Dataset rows
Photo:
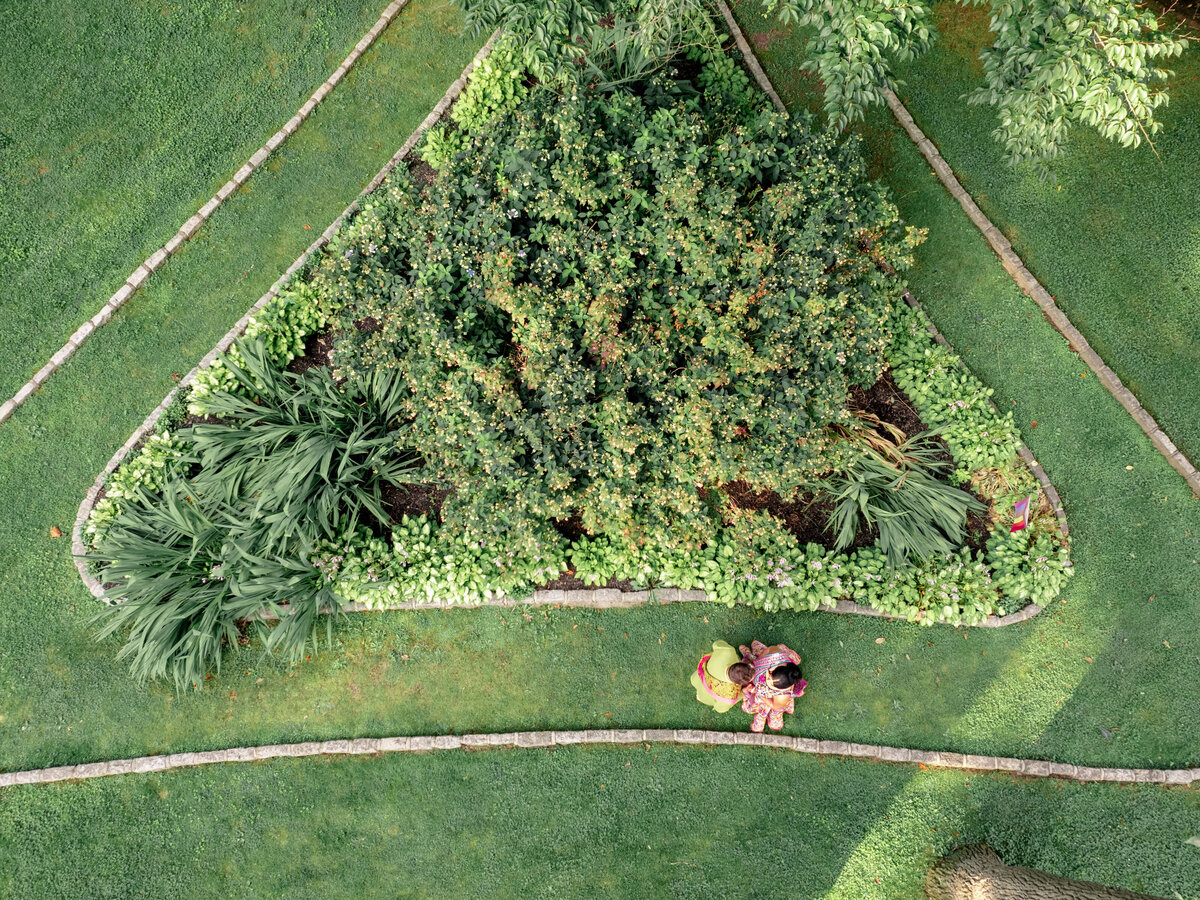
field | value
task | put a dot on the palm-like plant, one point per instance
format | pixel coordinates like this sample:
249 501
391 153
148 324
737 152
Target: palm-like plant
303 450
297 459
894 486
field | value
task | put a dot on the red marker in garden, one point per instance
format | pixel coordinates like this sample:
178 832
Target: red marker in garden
1021 510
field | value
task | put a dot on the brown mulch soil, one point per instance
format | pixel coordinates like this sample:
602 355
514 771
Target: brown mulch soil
805 516
316 353
420 499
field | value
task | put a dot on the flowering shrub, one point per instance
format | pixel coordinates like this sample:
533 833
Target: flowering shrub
661 305
609 303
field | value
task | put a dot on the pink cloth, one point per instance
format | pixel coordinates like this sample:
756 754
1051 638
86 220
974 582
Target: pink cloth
761 699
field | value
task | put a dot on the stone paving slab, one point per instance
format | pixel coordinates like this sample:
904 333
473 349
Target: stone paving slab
547 739
192 226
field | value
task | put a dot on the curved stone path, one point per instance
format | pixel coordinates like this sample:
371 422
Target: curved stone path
185 233
1015 267
533 739
1008 258
372 747
77 547
601 598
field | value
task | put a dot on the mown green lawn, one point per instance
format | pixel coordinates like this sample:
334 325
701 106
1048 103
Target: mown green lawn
642 821
1116 240
1108 657
118 121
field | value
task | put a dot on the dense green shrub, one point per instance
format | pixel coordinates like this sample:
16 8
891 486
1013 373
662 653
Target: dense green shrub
496 88
609 304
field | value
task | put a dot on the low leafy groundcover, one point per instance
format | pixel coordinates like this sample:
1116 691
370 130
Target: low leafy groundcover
597 304
755 562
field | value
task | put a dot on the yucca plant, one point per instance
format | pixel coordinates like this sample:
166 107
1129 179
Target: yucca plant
187 574
894 487
301 450
294 460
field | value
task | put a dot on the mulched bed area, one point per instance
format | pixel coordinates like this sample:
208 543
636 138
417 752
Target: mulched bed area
804 516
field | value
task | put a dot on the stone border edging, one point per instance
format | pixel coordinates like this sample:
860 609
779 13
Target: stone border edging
535 739
1012 263
599 598
77 546
156 259
1031 286
1051 493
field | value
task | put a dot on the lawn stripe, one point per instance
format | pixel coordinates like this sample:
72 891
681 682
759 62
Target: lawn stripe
185 233
600 598
77 547
1015 267
545 739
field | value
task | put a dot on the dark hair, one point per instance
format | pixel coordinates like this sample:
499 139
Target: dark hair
786 676
741 673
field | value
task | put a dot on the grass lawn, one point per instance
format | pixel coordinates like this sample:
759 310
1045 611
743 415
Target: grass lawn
641 821
1116 241
118 121
1108 657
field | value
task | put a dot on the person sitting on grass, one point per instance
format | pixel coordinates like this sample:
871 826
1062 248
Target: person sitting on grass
720 677
774 687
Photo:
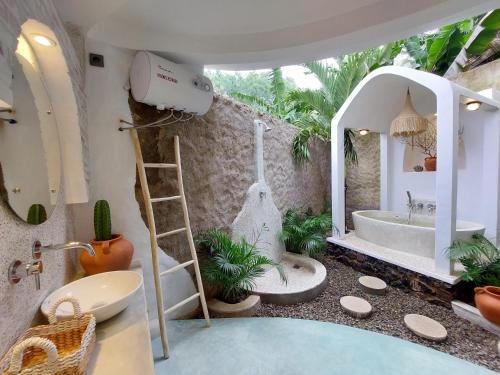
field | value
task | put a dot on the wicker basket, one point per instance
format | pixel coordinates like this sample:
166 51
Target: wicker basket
61 348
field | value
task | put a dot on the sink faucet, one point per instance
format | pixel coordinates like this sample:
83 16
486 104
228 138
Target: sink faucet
19 270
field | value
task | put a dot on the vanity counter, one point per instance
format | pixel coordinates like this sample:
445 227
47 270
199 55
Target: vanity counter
123 343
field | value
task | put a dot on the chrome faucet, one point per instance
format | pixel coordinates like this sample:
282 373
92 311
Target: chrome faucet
19 270
409 205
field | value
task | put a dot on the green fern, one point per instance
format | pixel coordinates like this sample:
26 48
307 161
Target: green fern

Aim
Repeat the material above in full and unchanged, minus its images.

Complete output
Photo:
field | value
task | put a dot on the palm-like plant, one point per instance
format | pixel coordinates like this sample:
249 501
391 153
148 324
737 152
Target: palm-like plant
303 450
297 459
894 486
field | value
task | put a dot on the red marker in garden, one point per instance
format | pixel coordinates like this sample:
178 832
Target: red marker in garden
1021 510
field | value
task | put a dot on the brown mulch soil, one point per instance
format | pixel coordinates like this sample:
602 355
514 771
Target: brown mulch soil
805 516
316 353
420 499
field | value
task | put a dot on the flowering shrub, one point per instance
format | pixel coordinates like this sample:
533 833
Target: flowering shrub
661 305
609 303
field | value
task | put a dot on the pink cloth, one point per instance
format | pixel coordinates like this sample:
756 754
1051 638
86 220
974 582
Target: pink cloth
761 699
field | value
task | put a dot on the stone paving slab, one point per instance
format | pixel coordinates like this sample:
904 333
473 349
Target: stone paving slab
547 739
192 226
field | value
task | put a dot on the curved stone path, one point per instance
format | pixel coordinates like this sample:
371 422
Target: curved stone path
185 233
1015 267
533 739
1008 258
372 747
77 547
601 598
field | value
task | put a dot on the mown green lawn, one point per instance
format | pixel coordinates like this sample:
334 325
701 106
1048 103
Target: mown green lawn
642 821
1116 240
1108 657
118 121
field | value
task | put a dot on the dense green shrub, one point per instance
format | pixel coordinates like this sample:
16 8
891 486
1013 373
662 653
Target: dense green shrub
496 88
609 304
field | value
task | put a dot on the low leafy groundcover, one point per instance
format | pixel coordinates like this sample:
1116 691
370 130
Target: low leafy groundcover
597 304
755 562
field | value
task | put a dot on the yucca plant, one point per instance
format | pixel coordinates like this sample:
166 107
1129 179
Target: yucca plant
187 574
894 487
301 450
294 460
field | value
task | put a dot on the mulched bed area, one point per instance
format | pixel coordinates like this sample:
208 543
636 138
417 752
Target: mulched bed area
804 516
field | value
task | put a dot on the stone border edging, one point per instance
format | pixel coordinates like this sample:
860 609
779 13
Target: stone border edging
535 739
1012 263
599 598
77 546
156 259
1031 286
1051 493
field | value
task | put a dot on the lawn stripe, one point per instance
format | pixel coordinates like this sample:
72 891
681 682
759 62
Target: lawn stripe
185 233
600 598
77 547
1015 267
545 739
field | value
task | put a dot on the dark hair, one point per instance
format | pixel coordinates like this sample:
499 139
Target: dark hair
786 676
741 673
field | value
task | put a dot on the grass lawn, one point per instance
format | pixel coordinates like this sample:
759 310
1045 611
743 415
Target: grass lawn
641 821
1116 241
118 121
1108 657
field | value
task | put a dot on the person sitting on grass, one point per instance
format | pixel coordinates like this sample:
871 826
1062 248
Target: person sitting on grass
720 677
774 687
Photo:
field | value
task | put a dot on the wicker basket, one point per instance
format | pixel coordinates like this sample:
166 51
Target: wicker basket
61 348
field | value
task | put a dot on the sink faucet, one point per instance
format | pixel coordinates like this sample:
83 16
486 104
228 138
Target: sink faucet
19 270
field | value
task | put a dot on the vanity counter, one point per instance
format | pixel coordinates like this sample:
445 227
47 270
199 55
Target: vanity counter
123 343
field | value
task | put a dot on the chrome faucet, one point per instance
format | pixel coordinates like this sample:
282 373
92 311
Target: chrome faucet
19 270
409 205
field | value
task | put a dot on the green fern, one point per instance
format | pixel coordinates like this sample:
26 48
307 161
Target: green fern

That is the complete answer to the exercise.